• **ASSIGNED TASK**: Go through the records and report each line in which the word "concrete" occurs.

• **MATERIAL FOR THIS EXERCISE**:
- - -
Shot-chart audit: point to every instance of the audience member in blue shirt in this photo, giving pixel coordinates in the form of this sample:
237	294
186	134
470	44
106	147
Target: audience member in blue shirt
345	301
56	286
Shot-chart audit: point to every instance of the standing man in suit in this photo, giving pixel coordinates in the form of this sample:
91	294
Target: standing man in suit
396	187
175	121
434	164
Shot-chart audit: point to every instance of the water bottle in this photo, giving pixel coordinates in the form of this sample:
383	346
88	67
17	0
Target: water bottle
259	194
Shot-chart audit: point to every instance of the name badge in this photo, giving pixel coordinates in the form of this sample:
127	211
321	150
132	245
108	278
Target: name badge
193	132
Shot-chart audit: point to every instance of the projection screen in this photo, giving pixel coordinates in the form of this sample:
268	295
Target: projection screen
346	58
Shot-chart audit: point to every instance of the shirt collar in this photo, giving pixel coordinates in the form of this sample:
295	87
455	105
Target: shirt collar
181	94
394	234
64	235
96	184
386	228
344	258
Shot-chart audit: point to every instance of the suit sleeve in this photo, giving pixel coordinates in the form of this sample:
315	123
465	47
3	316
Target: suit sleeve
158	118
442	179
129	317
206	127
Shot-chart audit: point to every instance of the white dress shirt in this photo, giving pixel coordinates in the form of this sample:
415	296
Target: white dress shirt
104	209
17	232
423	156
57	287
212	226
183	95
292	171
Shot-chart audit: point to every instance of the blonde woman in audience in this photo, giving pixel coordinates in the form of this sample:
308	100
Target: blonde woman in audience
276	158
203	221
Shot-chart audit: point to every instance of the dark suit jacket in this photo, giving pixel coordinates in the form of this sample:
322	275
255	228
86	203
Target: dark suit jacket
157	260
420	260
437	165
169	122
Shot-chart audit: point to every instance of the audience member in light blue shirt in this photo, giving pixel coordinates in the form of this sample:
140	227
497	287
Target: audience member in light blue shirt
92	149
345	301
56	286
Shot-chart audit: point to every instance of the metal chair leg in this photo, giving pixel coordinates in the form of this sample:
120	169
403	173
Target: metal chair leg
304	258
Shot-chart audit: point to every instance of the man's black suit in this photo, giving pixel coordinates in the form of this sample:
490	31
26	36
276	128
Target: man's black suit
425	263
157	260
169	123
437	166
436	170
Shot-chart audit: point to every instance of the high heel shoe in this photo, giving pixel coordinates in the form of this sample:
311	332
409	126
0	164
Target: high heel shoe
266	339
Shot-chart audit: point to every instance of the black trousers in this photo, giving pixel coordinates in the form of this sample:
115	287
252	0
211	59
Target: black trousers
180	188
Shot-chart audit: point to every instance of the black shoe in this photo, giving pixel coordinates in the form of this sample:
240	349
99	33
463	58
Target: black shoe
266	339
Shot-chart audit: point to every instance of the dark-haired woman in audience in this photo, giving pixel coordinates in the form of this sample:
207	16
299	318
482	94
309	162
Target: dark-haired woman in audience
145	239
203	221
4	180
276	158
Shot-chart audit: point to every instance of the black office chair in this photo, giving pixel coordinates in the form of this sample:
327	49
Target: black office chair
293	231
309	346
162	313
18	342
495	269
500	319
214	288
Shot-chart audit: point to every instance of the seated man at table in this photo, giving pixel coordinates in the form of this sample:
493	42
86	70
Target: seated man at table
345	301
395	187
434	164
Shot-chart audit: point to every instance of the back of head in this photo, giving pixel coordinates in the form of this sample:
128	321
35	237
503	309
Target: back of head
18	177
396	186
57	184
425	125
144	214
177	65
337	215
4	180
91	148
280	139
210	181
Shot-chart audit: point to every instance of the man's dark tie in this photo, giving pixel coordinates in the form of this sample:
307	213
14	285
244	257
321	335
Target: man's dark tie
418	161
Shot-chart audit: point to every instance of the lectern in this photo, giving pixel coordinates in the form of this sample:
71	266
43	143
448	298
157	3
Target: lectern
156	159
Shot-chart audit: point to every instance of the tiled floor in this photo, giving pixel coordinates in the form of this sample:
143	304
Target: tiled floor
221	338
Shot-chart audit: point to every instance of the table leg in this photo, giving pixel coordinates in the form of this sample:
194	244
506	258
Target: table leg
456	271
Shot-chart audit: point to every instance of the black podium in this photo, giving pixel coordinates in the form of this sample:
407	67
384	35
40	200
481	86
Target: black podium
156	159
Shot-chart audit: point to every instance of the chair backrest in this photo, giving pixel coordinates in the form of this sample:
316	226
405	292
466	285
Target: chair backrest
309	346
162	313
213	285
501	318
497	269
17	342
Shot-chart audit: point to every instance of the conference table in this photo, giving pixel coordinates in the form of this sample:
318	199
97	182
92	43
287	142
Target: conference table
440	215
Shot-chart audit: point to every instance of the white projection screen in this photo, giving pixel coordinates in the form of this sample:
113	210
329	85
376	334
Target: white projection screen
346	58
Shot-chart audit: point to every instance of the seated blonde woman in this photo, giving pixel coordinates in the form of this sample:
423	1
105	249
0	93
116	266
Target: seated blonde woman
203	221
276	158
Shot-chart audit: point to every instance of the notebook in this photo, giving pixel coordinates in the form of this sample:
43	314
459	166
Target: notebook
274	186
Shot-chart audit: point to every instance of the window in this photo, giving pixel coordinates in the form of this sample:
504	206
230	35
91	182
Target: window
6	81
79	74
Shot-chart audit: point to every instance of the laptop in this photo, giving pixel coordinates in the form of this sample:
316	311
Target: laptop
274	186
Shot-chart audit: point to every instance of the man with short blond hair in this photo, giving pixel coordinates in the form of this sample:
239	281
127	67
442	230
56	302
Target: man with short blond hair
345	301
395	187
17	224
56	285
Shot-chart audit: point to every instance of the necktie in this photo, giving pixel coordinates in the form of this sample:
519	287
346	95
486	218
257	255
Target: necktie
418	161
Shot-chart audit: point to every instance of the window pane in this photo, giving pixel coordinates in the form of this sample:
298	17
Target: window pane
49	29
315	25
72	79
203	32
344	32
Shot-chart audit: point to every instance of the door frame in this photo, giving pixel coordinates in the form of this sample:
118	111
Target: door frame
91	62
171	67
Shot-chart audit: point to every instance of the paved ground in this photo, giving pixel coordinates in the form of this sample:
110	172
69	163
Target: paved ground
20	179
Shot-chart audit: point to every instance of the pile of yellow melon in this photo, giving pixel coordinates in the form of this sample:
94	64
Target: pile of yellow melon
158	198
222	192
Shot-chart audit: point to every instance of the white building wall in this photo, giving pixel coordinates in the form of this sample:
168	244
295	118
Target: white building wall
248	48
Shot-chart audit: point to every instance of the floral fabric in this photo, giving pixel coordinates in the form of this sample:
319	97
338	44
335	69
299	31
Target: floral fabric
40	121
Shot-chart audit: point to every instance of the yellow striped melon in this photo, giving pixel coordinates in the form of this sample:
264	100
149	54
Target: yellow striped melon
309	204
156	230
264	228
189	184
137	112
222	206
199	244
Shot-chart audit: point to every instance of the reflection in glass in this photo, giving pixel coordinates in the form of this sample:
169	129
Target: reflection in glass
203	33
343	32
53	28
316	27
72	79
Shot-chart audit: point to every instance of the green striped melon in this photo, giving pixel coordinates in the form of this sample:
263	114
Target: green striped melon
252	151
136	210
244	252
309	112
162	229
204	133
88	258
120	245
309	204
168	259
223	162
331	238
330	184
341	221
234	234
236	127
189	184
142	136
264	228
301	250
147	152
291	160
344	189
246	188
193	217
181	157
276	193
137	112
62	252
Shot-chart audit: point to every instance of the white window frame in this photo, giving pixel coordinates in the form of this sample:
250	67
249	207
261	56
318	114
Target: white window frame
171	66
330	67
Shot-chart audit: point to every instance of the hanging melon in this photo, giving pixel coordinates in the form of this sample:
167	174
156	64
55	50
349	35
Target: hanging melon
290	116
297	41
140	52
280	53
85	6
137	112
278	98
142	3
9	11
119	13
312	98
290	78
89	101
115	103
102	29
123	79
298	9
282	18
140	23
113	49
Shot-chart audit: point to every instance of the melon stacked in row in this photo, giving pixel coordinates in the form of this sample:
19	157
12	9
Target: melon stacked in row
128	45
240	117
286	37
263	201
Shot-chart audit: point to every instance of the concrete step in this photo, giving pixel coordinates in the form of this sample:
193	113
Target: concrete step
- - -
• **ANSWER TO THIS TASK**:
Shot-chart audit: point to every instance of the concrete step in this photo, giving pixel coordinates in the form of this sample:
Target: concrete step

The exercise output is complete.